- **PROBLEM DETAILS**: Rewrite the lines of the material below with "upper-left corner" in place of every "top-left corner", leaving all other text unchanged.

- **TASK DATA**:
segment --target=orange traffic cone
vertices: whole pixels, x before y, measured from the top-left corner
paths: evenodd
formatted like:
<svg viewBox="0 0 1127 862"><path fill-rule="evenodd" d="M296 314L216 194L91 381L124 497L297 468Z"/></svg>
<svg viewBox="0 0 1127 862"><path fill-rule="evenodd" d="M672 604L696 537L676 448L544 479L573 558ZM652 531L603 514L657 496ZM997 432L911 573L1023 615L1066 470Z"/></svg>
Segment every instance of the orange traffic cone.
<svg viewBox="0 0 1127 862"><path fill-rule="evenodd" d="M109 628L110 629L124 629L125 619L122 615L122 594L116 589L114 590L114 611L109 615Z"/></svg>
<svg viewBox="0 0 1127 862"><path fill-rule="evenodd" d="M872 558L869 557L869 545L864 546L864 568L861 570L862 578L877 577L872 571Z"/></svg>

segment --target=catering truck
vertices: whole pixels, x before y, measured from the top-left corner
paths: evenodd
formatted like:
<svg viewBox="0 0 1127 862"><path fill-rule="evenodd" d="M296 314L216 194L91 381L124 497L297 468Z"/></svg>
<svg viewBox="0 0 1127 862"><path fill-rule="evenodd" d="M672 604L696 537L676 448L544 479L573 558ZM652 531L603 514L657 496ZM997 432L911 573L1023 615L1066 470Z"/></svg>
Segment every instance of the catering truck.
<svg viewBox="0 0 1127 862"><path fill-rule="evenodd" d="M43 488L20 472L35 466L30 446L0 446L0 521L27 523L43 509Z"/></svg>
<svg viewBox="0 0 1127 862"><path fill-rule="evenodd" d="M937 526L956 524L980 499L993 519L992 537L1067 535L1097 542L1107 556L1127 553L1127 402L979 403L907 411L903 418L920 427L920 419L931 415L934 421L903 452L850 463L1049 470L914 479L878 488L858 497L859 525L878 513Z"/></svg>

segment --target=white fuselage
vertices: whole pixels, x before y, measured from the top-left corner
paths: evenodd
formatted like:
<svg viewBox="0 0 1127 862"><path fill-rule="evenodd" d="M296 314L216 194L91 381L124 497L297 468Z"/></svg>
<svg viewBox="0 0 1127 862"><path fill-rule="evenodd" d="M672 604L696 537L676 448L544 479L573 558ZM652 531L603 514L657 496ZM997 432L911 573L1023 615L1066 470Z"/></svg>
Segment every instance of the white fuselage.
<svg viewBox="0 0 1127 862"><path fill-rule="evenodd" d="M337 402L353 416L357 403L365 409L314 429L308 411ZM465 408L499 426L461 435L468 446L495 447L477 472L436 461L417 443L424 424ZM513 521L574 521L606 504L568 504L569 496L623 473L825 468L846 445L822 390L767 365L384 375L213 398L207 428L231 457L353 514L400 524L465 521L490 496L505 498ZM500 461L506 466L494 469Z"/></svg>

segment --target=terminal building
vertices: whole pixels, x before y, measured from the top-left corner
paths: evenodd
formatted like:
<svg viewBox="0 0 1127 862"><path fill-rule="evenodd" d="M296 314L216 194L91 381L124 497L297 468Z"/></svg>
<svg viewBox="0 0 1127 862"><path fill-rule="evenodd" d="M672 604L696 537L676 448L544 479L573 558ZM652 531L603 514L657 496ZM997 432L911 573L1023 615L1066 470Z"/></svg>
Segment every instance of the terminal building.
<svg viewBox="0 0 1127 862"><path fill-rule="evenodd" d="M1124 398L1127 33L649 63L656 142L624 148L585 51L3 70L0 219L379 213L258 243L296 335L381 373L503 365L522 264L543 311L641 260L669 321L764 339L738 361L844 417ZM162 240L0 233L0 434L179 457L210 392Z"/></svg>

- **SOLVED EXERCISE**:
segment --target=orange traffic cone
vertices: whole pixels, x before y, measured from the upper-left corner
paths: evenodd
formatted like:
<svg viewBox="0 0 1127 862"><path fill-rule="evenodd" d="M296 314L216 194L91 381L124 497L297 468Z"/></svg>
<svg viewBox="0 0 1127 862"><path fill-rule="evenodd" d="M672 604L696 537L676 448L544 479L573 558ZM652 531L603 514L657 496ZM997 432L911 573L1023 615L1066 470Z"/></svg>
Segment every instance of the orange traffic cone.
<svg viewBox="0 0 1127 862"><path fill-rule="evenodd" d="M109 628L110 629L124 629L125 619L122 615L122 594L116 589L114 590L114 611L109 615Z"/></svg>
<svg viewBox="0 0 1127 862"><path fill-rule="evenodd" d="M872 558L869 557L869 545L864 546L864 568L861 570L862 578L877 577L872 571Z"/></svg>

segment --target=catering truck
vertices: whole pixels, x before y, measured from the upper-left corner
paths: evenodd
formatted like:
<svg viewBox="0 0 1127 862"><path fill-rule="evenodd" d="M296 314L216 194L91 381L124 497L297 468Z"/></svg>
<svg viewBox="0 0 1127 862"><path fill-rule="evenodd" d="M672 604L696 537L676 448L544 479L573 558ZM652 531L603 514L657 496ZM997 432L911 573L1023 615L1066 470Z"/></svg>
Segment every instance of the catering truck.
<svg viewBox="0 0 1127 862"><path fill-rule="evenodd" d="M43 488L20 472L35 466L30 446L0 446L0 521L27 523L43 509Z"/></svg>
<svg viewBox="0 0 1127 862"><path fill-rule="evenodd" d="M937 526L956 524L980 499L993 519L992 537L1067 535L1097 542L1107 556L1127 553L1127 402L979 403L907 411L903 418L920 427L920 419L931 415L934 421L903 452L850 463L1049 470L914 479L878 488L858 497L859 525L878 513Z"/></svg>

segment --target=white fuselage
vertices: whole pixels, x before y, measured from the upper-left corner
paths: evenodd
formatted like:
<svg viewBox="0 0 1127 862"><path fill-rule="evenodd" d="M296 314L216 194L91 381L124 497L297 468Z"/></svg>
<svg viewBox="0 0 1127 862"><path fill-rule="evenodd" d="M672 604L696 537L676 448L544 479L573 558ZM652 531L603 514L657 496ZM997 432L911 573L1023 615L1066 470Z"/></svg>
Segment every instance of the white fuselage.
<svg viewBox="0 0 1127 862"><path fill-rule="evenodd" d="M337 402L353 416L357 403L365 409L314 429L308 411ZM465 408L499 426L461 435L468 446L495 447L477 472L436 461L417 443L424 424ZM513 521L574 521L606 504L568 504L569 496L623 473L825 468L846 445L822 390L767 365L384 375L213 398L207 428L231 457L353 514L400 524L465 521L490 496L505 498ZM500 461L506 466L494 469Z"/></svg>

segment --target=terminal building
vertices: whole pixels, x before y, measured from the upper-left corner
paths: evenodd
formatted like:
<svg viewBox="0 0 1127 862"><path fill-rule="evenodd" d="M296 314L216 194L91 381L124 497L297 468Z"/></svg>
<svg viewBox="0 0 1127 862"><path fill-rule="evenodd" d="M672 604L696 537L676 448L544 479L573 558ZM652 531L603 514L657 496ZM997 432L911 573L1023 615L1066 470Z"/></svg>
Segment every instance of the terminal building.
<svg viewBox="0 0 1127 862"><path fill-rule="evenodd" d="M1124 398L1127 33L649 63L656 142L624 148L585 51L3 70L0 219L379 213L258 243L296 335L381 373L503 365L522 264L543 311L641 260L669 321L764 339L738 361L844 417ZM162 240L0 233L0 434L179 457L210 392Z"/></svg>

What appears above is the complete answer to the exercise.